**Problem 1**
The preprint abstract on site-specific substitution models gives a reason why molecular clock approaches fail to infer deep divergence times of HIV and SIVs. In one to three sentences, explain that reason.
**Problem 2**
Rewrite the stretch of the preprint abstract on site-specific substitution models from "Efficient inference, potential, and" through "(published DOI: 10.1093/ve/veaa066)", changing "Posted" to "Uploaded".

**Excerpt provided**
....................

Efficient inference, potential, and limitations of site-specific substitution model

By Vadim Puller, Pavel Sagulenko, Richard A Neher

Posted 18 Jan 2020
bioRxiv DOI: 10.1101/2020.01.18.911255 (published DOI: 10.1093/ve/veaa066)

Natural selection imposes a complex filter on which variants persist in a population resulting in evolutionary patterns that vary greatly along the genome. Some sites evolve close to neutrally, while others are highly conserved, allow only specific states or only change in concert with other sites. Most commonly used evolutionary models, however, ignore much of this complexity and at best account for variation in the rate at which different sites change. Here, we present an efficient algorithm to estimate more complex models that allow for site-specific preferences and explore the accuracy at which such models can be estimated from simulated data. We find that an iterative approximate maximum likelihood scheme uses information in the data efficiently and accurately estimates site-specific preferences from large data sets with moderately diverged sequences. Ignoring site-specific preferences during estimation of branch length of phylogenetic trees -- an assumption of most phylogeny software -- results in substantial underestimation comparable to the error incurred when ignoring rate variation. However, the joint estimation of branch lengths, site-specific rates, and site-specific preferences can suffer from identifiability problems and is typically unable to recover the correct branch lengths. Site-specific preferences estimated from large HIV pol alignments show qualitative concordance with intra-host estimates of fitness costs. Analysis of site-specific HIV substitution models suggests near saturation of divergence after a few hundred years. Such saturation can explain the inability to infer deep divergence times of HIV and SIVs using molecular clock approaches and time-dependent rate estimates.

....................

**Data extract**
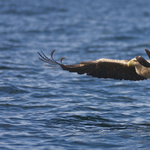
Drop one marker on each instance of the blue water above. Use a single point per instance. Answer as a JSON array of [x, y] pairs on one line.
[[43, 108]]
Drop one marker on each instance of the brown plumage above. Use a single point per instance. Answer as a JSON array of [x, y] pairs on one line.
[[104, 68]]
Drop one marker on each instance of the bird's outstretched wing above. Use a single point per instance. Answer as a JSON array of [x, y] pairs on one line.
[[101, 68]]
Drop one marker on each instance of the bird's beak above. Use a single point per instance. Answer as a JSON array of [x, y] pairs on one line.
[[130, 63]]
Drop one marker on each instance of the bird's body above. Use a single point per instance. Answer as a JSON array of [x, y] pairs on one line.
[[135, 69]]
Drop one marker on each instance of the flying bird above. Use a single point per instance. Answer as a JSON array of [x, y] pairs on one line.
[[135, 69]]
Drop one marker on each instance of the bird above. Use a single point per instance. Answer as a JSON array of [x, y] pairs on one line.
[[135, 69]]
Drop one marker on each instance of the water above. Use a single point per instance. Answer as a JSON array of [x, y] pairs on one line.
[[43, 108]]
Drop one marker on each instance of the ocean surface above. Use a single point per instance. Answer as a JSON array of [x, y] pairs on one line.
[[42, 108]]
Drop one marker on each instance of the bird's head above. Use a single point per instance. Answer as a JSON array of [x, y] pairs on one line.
[[133, 62]]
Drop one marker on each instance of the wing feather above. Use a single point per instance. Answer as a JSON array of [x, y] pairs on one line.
[[101, 68]]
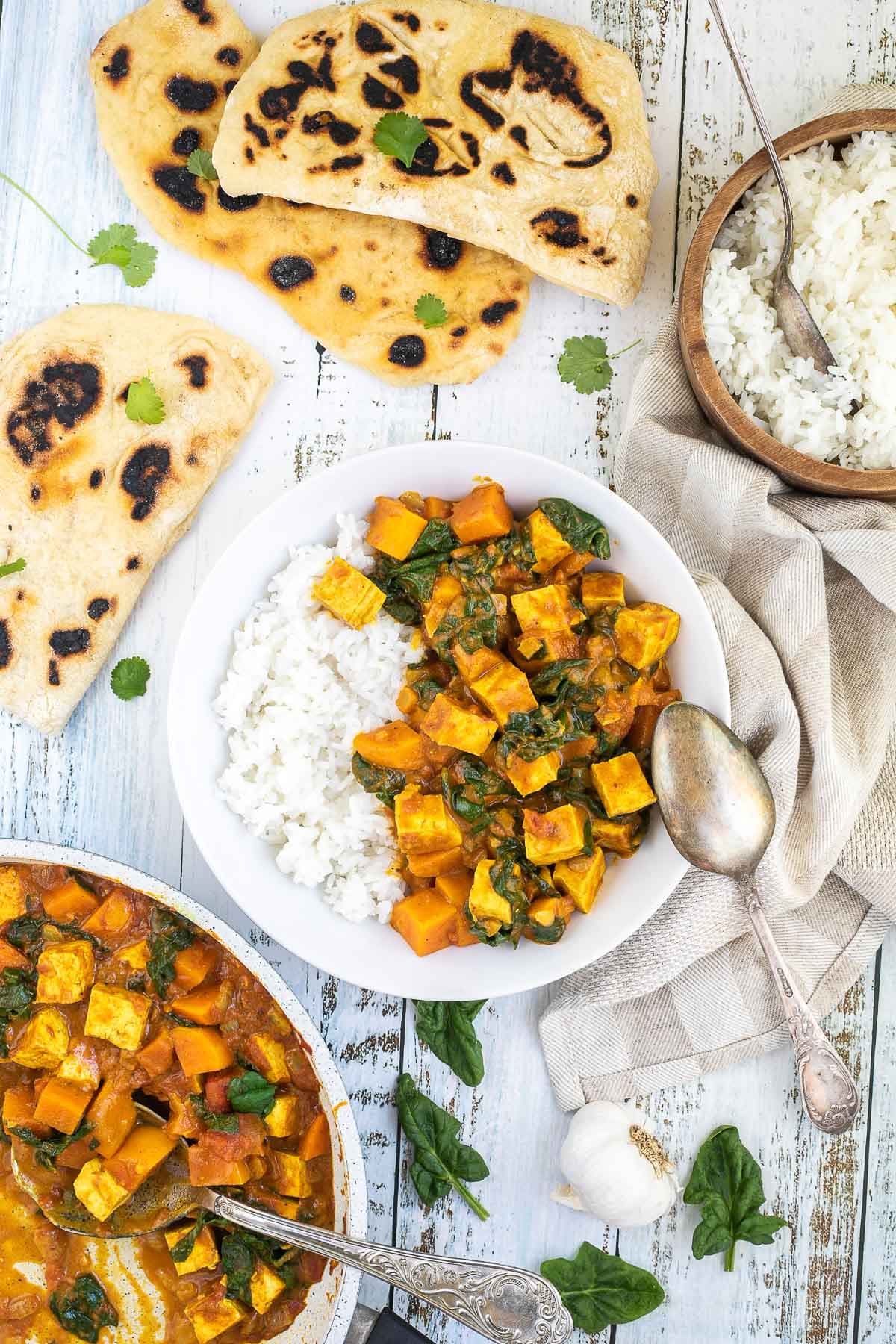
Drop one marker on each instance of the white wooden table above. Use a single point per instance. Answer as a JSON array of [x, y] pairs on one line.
[[105, 784]]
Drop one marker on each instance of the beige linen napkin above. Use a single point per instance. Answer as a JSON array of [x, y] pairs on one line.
[[802, 591]]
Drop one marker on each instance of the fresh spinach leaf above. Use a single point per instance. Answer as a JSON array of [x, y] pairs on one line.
[[727, 1183], [600, 1289], [252, 1093], [441, 1163], [378, 779], [583, 531], [168, 934], [448, 1030], [85, 1310]]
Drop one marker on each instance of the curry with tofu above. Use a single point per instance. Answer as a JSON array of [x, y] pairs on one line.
[[108, 999], [523, 756]]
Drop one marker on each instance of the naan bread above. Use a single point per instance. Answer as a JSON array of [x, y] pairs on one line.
[[538, 140], [93, 500], [160, 78]]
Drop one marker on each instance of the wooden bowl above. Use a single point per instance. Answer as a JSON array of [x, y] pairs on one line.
[[716, 401]]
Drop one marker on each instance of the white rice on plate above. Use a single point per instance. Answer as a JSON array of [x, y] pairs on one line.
[[299, 687], [845, 267]]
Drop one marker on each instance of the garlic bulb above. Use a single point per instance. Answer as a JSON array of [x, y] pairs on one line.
[[615, 1169]]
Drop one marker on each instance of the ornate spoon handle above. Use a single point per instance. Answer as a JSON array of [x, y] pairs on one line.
[[507, 1305], [828, 1089]]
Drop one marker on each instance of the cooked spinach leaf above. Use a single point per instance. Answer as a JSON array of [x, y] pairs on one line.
[[583, 531], [448, 1030], [378, 779], [85, 1310], [441, 1163]]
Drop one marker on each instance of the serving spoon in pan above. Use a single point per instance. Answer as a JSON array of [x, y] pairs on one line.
[[504, 1304]]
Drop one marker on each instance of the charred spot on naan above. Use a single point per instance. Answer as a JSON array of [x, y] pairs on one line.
[[144, 475], [66, 393]]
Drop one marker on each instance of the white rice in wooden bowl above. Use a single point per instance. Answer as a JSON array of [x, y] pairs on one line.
[[299, 687], [845, 267]]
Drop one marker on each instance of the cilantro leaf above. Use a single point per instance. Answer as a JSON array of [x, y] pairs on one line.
[[129, 678], [727, 1183], [200, 166], [585, 362], [430, 311], [144, 403], [399, 136], [119, 246]]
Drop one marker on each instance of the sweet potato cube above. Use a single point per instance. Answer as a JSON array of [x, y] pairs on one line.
[[488, 906], [99, 1189], [65, 972], [206, 1006], [158, 1055], [203, 1256], [193, 965], [529, 776], [541, 611], [548, 544], [113, 915], [581, 878], [113, 1116], [482, 515], [425, 921], [423, 823], [348, 594], [645, 631], [602, 589], [200, 1050], [435, 863], [213, 1315], [553, 836], [265, 1287], [117, 1015], [454, 725], [394, 529], [621, 785], [395, 746], [45, 1042], [13, 895], [69, 902]]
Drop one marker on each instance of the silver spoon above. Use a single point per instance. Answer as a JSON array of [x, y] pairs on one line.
[[721, 815], [794, 319], [504, 1304]]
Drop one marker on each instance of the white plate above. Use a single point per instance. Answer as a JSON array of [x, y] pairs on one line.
[[373, 954]]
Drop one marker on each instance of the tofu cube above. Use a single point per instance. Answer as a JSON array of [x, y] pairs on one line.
[[292, 1176], [529, 776], [454, 725], [541, 611], [265, 1287], [99, 1189], [348, 594], [203, 1256], [45, 1042], [65, 972], [284, 1117], [548, 544], [213, 1315], [644, 632], [423, 823], [13, 895], [621, 785], [394, 529], [117, 1015], [601, 591], [581, 878], [269, 1055], [553, 836]]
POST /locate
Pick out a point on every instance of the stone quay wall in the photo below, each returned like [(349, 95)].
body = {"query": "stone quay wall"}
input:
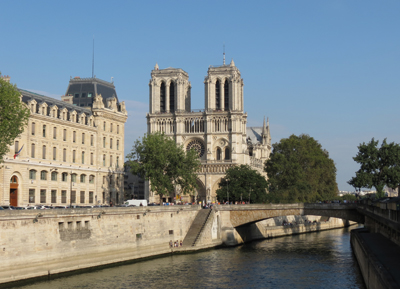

....................

**Answer area 1**
Analysis of site-specific HIV substitution models suggests that divergence nears saturation after a few hundred years. This saturation can explain why molecular clock approaches and time-dependent rate estimates cannot infer deep divergence times of HIV and SIVs.

**Answer area 2**
Efficient inference, potential, and limitations of site-specific substitution model

By Vadim Puller, Pavel Sagulenko, Richard A Neher

Uploaded 18 Jan 2020
bioRxiv DOI: 10.1101/2020.01.18.911255 (published DOI: 10.1093/ve/veaa066)